Stated task:
Output the lines of the data from the line containing "# test: point out the man's" through the last line of the data as a JSON list of strings, one string per line, with blank lines omitted.

====== Records supplied

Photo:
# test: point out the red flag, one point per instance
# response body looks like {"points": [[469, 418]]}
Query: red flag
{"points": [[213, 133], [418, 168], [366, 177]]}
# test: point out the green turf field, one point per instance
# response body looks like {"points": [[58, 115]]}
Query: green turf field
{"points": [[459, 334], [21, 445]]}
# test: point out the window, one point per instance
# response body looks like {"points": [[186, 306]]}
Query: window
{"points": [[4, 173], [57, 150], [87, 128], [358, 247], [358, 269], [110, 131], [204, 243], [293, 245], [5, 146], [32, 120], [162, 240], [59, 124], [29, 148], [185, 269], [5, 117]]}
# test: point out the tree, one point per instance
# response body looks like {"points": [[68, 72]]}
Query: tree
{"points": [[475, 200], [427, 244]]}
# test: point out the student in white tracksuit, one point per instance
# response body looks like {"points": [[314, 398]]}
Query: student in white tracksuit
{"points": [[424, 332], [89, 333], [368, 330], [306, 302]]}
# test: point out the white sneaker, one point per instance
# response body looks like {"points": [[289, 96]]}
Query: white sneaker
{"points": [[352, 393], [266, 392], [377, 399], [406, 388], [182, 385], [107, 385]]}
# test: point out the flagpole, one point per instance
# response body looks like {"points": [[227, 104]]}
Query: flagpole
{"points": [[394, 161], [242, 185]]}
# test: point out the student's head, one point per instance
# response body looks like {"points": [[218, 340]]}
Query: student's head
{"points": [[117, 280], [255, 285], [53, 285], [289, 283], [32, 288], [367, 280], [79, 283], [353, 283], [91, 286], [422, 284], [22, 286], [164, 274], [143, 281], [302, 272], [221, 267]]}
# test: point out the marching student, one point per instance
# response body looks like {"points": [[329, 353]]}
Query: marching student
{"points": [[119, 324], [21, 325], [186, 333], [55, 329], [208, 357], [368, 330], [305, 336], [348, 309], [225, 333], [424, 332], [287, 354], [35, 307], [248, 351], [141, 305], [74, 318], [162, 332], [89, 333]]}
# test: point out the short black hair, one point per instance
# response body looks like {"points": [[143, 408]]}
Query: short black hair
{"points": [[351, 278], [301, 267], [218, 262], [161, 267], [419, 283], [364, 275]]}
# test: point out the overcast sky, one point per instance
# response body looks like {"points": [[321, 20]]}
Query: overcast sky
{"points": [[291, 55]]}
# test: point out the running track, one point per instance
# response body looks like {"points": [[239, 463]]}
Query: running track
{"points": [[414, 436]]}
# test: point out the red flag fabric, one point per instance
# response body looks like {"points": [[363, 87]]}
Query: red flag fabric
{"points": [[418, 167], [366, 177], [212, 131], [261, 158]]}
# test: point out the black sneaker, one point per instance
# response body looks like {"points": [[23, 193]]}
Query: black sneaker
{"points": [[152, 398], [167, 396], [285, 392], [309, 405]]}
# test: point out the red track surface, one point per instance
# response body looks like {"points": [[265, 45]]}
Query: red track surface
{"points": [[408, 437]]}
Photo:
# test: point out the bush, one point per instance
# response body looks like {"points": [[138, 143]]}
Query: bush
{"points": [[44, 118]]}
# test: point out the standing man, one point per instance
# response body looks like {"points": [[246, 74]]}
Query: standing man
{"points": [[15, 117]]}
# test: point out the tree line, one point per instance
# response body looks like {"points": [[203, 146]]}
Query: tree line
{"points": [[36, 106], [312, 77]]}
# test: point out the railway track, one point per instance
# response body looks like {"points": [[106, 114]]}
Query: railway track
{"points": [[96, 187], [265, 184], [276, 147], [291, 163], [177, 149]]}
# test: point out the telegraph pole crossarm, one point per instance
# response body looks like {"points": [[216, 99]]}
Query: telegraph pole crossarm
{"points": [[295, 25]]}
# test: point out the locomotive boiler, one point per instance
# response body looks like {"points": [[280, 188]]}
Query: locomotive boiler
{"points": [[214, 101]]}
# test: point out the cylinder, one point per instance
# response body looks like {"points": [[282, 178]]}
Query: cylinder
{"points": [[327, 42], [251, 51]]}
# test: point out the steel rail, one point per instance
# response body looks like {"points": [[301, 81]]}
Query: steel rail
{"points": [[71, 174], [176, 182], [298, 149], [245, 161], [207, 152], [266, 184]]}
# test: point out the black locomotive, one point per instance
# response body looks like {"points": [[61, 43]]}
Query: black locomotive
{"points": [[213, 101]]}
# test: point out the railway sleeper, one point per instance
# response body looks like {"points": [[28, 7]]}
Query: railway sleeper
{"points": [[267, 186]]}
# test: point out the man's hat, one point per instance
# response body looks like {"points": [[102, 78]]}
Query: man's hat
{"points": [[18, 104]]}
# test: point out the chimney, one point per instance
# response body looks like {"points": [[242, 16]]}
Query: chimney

============

Result of the exercise:
[
  "# test: point out the man's hat, one point per instance",
  "# response body looks like {\"points\": [[102, 78]]}",
  "Query: man's hat",
  "{\"points\": [[18, 104]]}",
  "# test: point out the chimney, one point per instance",
  "# response body looks like {\"points\": [[242, 16]]}",
  "Query: chimney"
]